■ Task set ■
(1) In the Jones Collection text, how would the part starting at the words "Look forward to" and ending at "in Social History." read if you swapped "catalogue" for "document"?
(2) According to the Jones Collection text, in what places around the family home did Richard Aitken locate items? List them all.
(3) What does the Jones Collection text say the RHSV will launch in 2024?

■ Page excerpt ■
WHAT HAPPENS IF A LIFE TIME OF COLLECTING, IT IS RECOGNISED AS A SIGNIFICANT SOCIAL HISTORY RECORD. In late 2022 the Royal Historical Society of Victoria took delivery of the Jones Collection courtesy of the guardian of Gwen Jones and a historian.
RHSV volunteer Cheryl Griffin writes:
This is a wide-ranging, deeply rich collection that documents a century of one family’s life in the Melbourne suburb of Coburg from the 1920s. Yet it is more than that. The Jones Collection’s depth and breadth takes it out of the realm of domestic history to a collection of great public significance. While it is a personal collection, ‘curated’ originally by the donor Gwen Jones through her placement and grouping of material, the collection also covers Gwen’s life as a daughter, schoolgirl, teacher, teacher of teachers, traveller, lover of the arts, researcher and writer of history and so has great significance outside the domestic sphere.
Curation and rehousing
We are fortunate that the collection has been further ‘curated’ by historian Richard Aitken who has patiently, meticulously and very carefully rehoused the thousands of items he has located around the family home, ephemera often interleaved in the pages of Gwen’s books, or in drawers, or on shelves. Richard has also made a basic listing of the material and put aside a small number of objects such as books and records for use in future exhibitions. He and his sister-in-law, Kristen Binns-Smith (Gwen’s guardian), engaged a professional photographer to capture the context of the material in Gwen’s home before it was sold. Richard has also sketched (some are watercolours) the outside of the house. The Jones Collection also contains material from the lives of Gwen’s parents who also lived in the house in Coburg.
Gwen’s decision to bequeath her papers to the RHSV provides the organisation with a rare opportunity to develop our own collection to reflect a level of domestic history that is not well represented currently. It provides the opportunity to diversify our collection to more fully represent the lives of women and of single women in particular, women teachers, education, travellers in the mid-twentieth century and many other areas reflected in the ephemera, documents and objects that make up the Jones Collection.
Look forward to the exhibition and book!
The RHSV will continue to catalogue the collection and, probably in 2024, the collection will generate both an exhibition and a book. In 2024 we will also be launching the inaugural Jones Lecture in Social History.

■ Given information ■

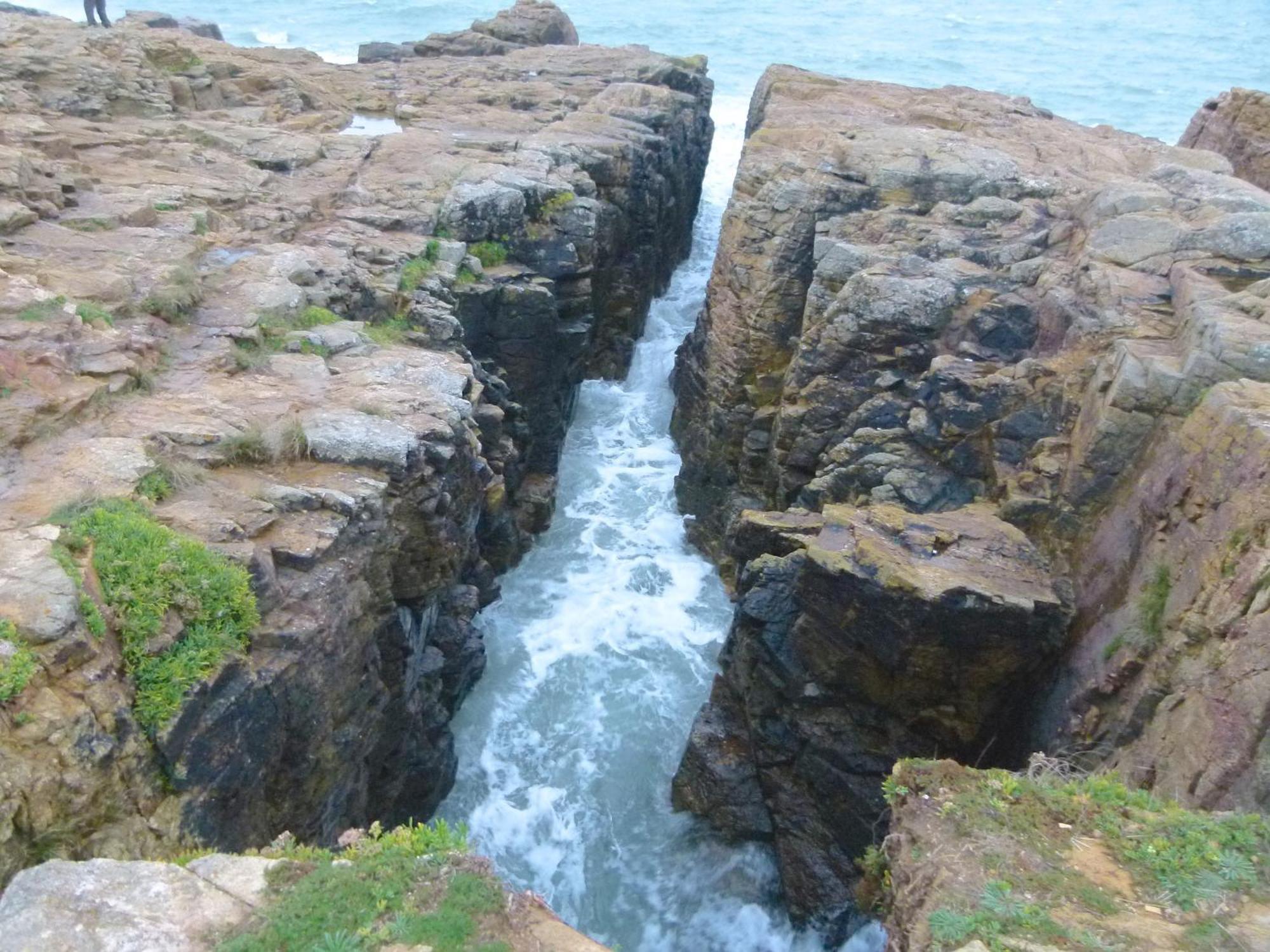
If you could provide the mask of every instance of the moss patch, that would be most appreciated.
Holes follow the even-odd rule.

...

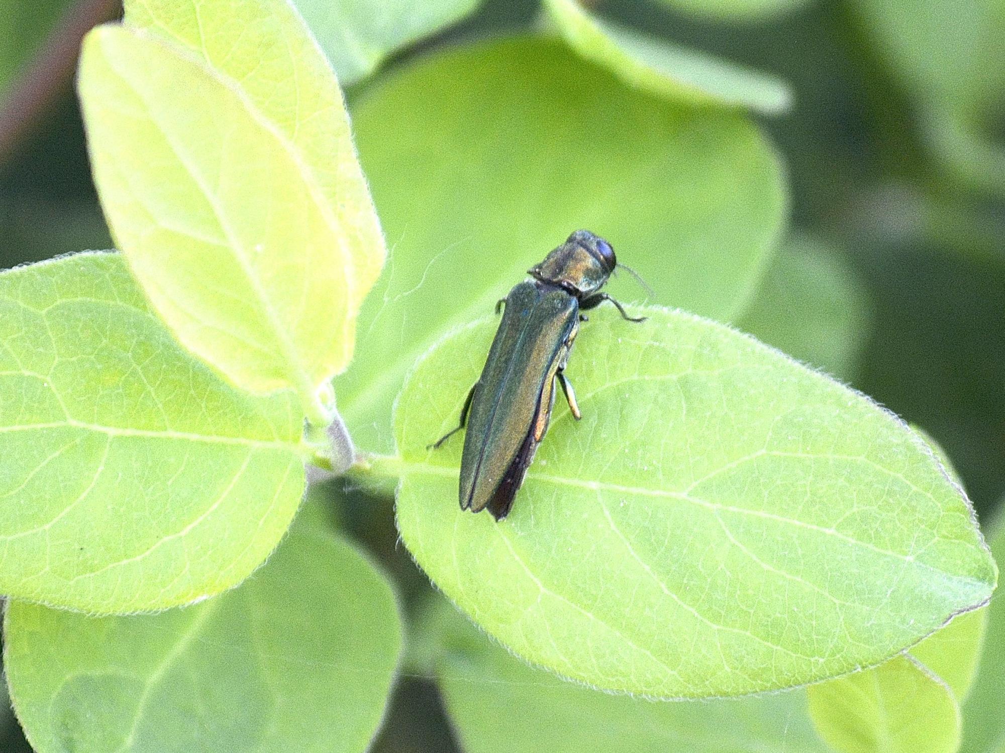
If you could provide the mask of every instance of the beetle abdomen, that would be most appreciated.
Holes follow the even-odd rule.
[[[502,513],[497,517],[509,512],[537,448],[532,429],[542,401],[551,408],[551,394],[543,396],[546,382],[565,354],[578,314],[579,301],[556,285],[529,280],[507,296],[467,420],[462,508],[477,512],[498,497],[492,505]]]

■ Answers to each task ■
(1)
Look forward to the exhibition and book!
The RHSV will continue to document the collection and, probably in 2024, the collection will generate both an exhibition and a book. In 2024 we will also be launching the inaugural Jones Lecture in Social History.

(2)
- Interleaved in the pages of Gwen's books
- In drawers
- On shelves

(3) The inaugural Jones Lecture in Social History.